## Excerpts of pointing data

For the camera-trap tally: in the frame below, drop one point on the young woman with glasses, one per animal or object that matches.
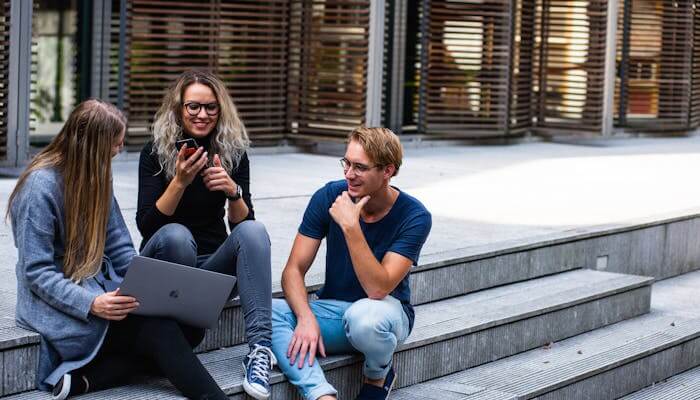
(187, 198)
(72, 240)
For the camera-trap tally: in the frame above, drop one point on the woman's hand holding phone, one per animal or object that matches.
(216, 178)
(186, 168)
(113, 306)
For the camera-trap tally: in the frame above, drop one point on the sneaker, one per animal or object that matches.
(371, 392)
(62, 388)
(257, 366)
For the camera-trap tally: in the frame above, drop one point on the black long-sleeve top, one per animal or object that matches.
(200, 210)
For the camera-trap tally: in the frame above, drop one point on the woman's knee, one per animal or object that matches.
(252, 233)
(175, 243)
(156, 332)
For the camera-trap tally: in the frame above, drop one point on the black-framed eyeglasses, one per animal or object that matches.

## DIRECTIONS FOR THIS TASK
Reproduce the lines above verbatim, omitting the pictures.

## RESPONSE TO THIS EXERCISE
For the camera-trap tally: in the frame below, drop one point on the young woman with glasses, one per animal or object that matches.
(187, 198)
(72, 240)
For the camera-trap tally: in the frame above, drop one point on the woman's hand holding phone, one per animal or object that matches.
(216, 178)
(186, 168)
(113, 306)
For the camera-trap tally: in the frame above, drop one point on the sneaker, one per animal or object that matches.
(371, 392)
(62, 388)
(257, 366)
For the camera-trap tally: in the frame above, drop one point on the black long-sleeve top, one per animal or object that matches.
(200, 210)
For the camera-trap tally: in the frame above, drop one point on the woman's knee, one per animal or object that matches.
(252, 233)
(175, 243)
(156, 332)
For the camera-trap tally: in the frame above, drop one point on the black-framed eyeglasses, one per animal or object that matches.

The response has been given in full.